> [Extracted text]:
=-=-=

A small group of bedraggled Middlebury constituents pulled up to the New England Chapter of the 2008 American College Dance Festival on a dreary Thursday over February break. After milling around the grey grounds of Connecticut College, we made our way to catch the end of the first round of student performances at Palmer Auditorium, a somber modern building that sits on the edge of the strip. After a few 10-minute student performances in various genres and stages of evolution, and all with apparently unbounded costuming budgets, the lights came up. Middlebury Professor of Dance Andrea Olsen miraculously appeared to meet us in the mezzanine, making an affectionate sweep of the rows of red velvet seats below. In this very theatre - she told us, her eyes widening - Merce Cunningham had made his debut of Wintersong. A solid hour of darkness on stage save a few random flickers of light, revealing a shoulder here, an ankle there. Everyone but a few brave souls had walked out. (She had been counted among the brave, whether by accident or choice, as she was ushering at the theatre that night.) This place had witnessed greatness. It had witnessed tomfoolery - and often probably something bordering on the two.

=-=-=

A run of lines:
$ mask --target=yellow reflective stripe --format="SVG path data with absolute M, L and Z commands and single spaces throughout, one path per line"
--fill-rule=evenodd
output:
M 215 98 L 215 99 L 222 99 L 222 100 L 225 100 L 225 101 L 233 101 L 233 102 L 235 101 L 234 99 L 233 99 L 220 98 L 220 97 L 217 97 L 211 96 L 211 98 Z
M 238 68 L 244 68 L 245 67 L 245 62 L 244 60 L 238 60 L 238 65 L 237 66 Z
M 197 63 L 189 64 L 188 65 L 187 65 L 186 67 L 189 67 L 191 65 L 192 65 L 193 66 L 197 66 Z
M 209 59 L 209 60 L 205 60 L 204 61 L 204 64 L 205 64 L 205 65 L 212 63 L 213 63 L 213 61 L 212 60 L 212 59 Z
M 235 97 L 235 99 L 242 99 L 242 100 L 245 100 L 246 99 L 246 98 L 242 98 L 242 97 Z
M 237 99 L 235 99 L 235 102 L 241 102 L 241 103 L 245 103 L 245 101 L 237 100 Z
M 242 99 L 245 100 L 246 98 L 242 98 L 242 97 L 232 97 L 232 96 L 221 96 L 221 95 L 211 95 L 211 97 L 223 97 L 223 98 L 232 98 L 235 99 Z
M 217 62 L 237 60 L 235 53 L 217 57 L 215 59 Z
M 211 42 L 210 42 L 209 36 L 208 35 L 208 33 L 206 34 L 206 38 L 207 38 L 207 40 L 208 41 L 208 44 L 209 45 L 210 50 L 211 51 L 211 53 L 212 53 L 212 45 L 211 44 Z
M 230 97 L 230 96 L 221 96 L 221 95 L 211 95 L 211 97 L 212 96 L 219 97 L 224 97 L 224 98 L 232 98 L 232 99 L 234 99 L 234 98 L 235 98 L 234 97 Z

=-=-=

> [What you are asked to do]: Pick up the account of the 2008 American College Dance Festival visit at the point where it ends and keep writing it. These lines have no connection to the dance festival account.

> [Expected answer]:
Rising in animated gangs from the audience were a few hundred dancing co-eds from state, community and private schools across the Northeast, some in matching Olympian tracksuits. Handfuls of semi-famous dance figures were strewn about in the crowd. Seated at an improvised plywood table loaded with tangerines and water bottles were the three adjudicators of the conference: the radiant Bebe Miller, the slender tapper Thomas DeFrantz and JoAnna Mendl Shaw, the fierce contemporary choreographer most recently known for her dances with horses.

Over the next few days, conference attendees alternately attended three technique classes a day, hunted out Holiday Inn hallways in which to practice the dances they'd brought to perform, sat through three-hour long sessions of student showcases and then listened to equally rigorous analyses of those works from the adjudicators. One way or another, there was a lot of dancing. A troupe of immaculate ballet-dancers from Harvard presented a very geometrical dance en pointe to Phillip Glass. A Rutgers graduate student stood for many minutes in front of a video projector shaking her head wildly and there was a rumor that one of the girls in the pink-taffeta number lost her cookies on stage (her cover-up was first-class).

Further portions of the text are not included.